▸ **What is asked**: Render the data below as a two-column CSV with the columns instruction and result. Each instruction and its result go on one row, each in a single quoted field with line breaks replaced by spaces, and the pictures are left out.

▸ **Input records**:
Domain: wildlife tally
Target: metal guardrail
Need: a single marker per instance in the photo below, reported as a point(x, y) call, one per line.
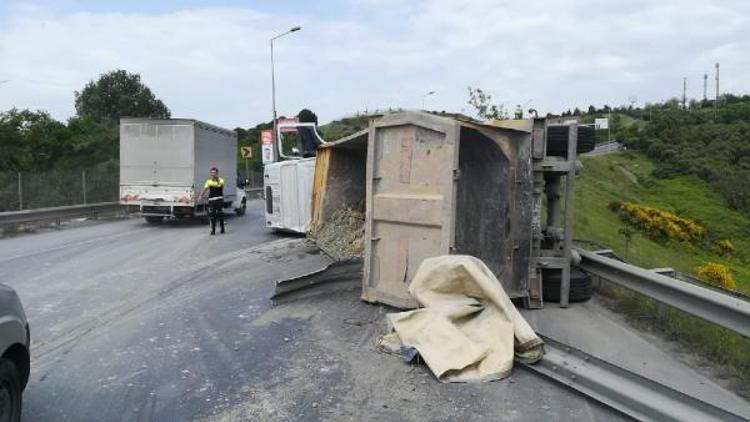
point(719, 308)
point(634, 395)
point(41, 214)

▸ **Complete answer**:
instruction,result
"Domain: wildlife tally Target: metal guardrail Need: a single marker per instance in the photo below, reported as a point(x, y) call, one per line.","point(719, 308) point(634, 395) point(41, 214)"